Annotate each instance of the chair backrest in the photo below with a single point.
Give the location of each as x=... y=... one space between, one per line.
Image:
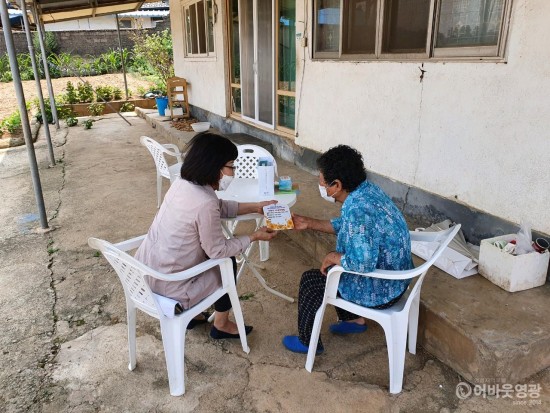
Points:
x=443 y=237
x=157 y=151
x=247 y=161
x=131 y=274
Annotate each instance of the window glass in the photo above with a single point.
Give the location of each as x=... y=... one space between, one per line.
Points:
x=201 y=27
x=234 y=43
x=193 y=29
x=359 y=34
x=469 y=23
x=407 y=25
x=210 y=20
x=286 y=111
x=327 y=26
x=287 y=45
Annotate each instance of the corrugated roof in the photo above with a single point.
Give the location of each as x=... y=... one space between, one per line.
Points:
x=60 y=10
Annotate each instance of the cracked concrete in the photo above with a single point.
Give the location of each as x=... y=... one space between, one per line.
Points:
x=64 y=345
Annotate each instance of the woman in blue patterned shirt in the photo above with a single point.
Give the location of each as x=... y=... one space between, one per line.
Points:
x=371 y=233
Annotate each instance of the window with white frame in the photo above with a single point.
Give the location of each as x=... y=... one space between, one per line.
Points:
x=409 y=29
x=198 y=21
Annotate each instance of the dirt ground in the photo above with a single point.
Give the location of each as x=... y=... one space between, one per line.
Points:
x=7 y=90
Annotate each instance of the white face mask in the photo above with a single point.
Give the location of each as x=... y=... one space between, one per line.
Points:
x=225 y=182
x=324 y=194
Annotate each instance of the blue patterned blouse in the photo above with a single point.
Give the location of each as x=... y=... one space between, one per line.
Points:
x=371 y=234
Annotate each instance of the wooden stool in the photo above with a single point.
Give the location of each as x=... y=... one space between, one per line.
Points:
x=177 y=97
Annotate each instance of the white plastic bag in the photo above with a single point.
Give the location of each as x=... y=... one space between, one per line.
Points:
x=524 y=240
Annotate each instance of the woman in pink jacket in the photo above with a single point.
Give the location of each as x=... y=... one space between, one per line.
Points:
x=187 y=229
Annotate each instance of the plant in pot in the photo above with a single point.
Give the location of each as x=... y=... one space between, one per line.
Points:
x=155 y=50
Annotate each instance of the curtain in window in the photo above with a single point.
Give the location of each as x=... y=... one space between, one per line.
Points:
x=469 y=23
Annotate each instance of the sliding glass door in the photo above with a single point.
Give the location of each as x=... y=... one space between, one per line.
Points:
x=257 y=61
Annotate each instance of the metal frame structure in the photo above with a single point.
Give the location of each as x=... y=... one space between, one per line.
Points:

◇ ◇ ◇

### Task brief
Rewrite every one of the records above, putting "Mark" wherever "Annotate" appears and keeping everything else the same. Leave the pictures out.

### The response
Mark each instance of the chair backrest in the photo below with a single point.
Give the location of each as x=... y=... one space between, one per line.
Image:
Points:
x=443 y=237
x=157 y=151
x=247 y=161
x=131 y=274
Mark each instance of the window glass in the photo above with a single point.
Give the location of each as x=... y=... one space between, one per line.
Points:
x=201 y=27
x=234 y=43
x=193 y=29
x=359 y=34
x=469 y=23
x=407 y=25
x=210 y=20
x=286 y=111
x=327 y=26
x=287 y=45
Mark each instance of the corrugated roof in the photo above with a single point.
Give the location of each as x=... y=... one space between, one per line.
Points:
x=60 y=10
Mark each instance of the cracked concrete in the photo above with a single point.
Give the location of each as x=... y=... one space between, one per line.
Points:
x=64 y=345
Mark each instance of the woman in blue patterned shirt in the photo above with a single point.
Give the location of each as x=... y=... one space between, one per line.
Points:
x=371 y=233
Mark each instance of the window with white frame in the photo above with a single point.
Give the location of each as x=... y=... one space between, one per line.
Points:
x=409 y=29
x=198 y=21
Mark each instance of the dirt ground in the photo above with a single point.
Give the location of each as x=... y=... one space between, one per line.
Points:
x=7 y=90
Mark each instance of the white face mask in the photo above with a single point.
Give the location of each as x=... y=... one space between, one per line.
Points:
x=225 y=182
x=324 y=194
Mark each instance of the blue patterned blouse in the photo above with a single point.
Give the location of each as x=... y=... one space between, one per line.
Points:
x=371 y=234
Mark each instance of the wooden stool in the photo above with a single point.
Give the location of each as x=... y=... one space between, one per line.
Points:
x=177 y=97
Mark each instance of the white plastic bag in the photo above with a single point.
Give the location of each as x=... y=... one space between, one per line.
Points:
x=524 y=240
Mark each instance of the woman in pink jacket in the photo above with a single point.
Give the location of each as x=... y=... one space between, one per line.
Points:
x=187 y=229
Mark each instance of the plant in pot in the photo above with a single point.
Give the location of each as x=... y=... one space between, one per line.
Points:
x=155 y=50
Mark each instance of the curtain in window in the photo above with a single point.
Give the location of each as x=... y=... one space between, one per line.
Points:
x=469 y=23
Mark each instance of the sliding glass door in the photo above with a single point.
Give the location of each as x=... y=... one space between, one per line.
Points:
x=257 y=61
Mark each instance of the metal frame structure in the photo above with a single point.
Give the location of each as x=... y=... one space between, one per line.
Points:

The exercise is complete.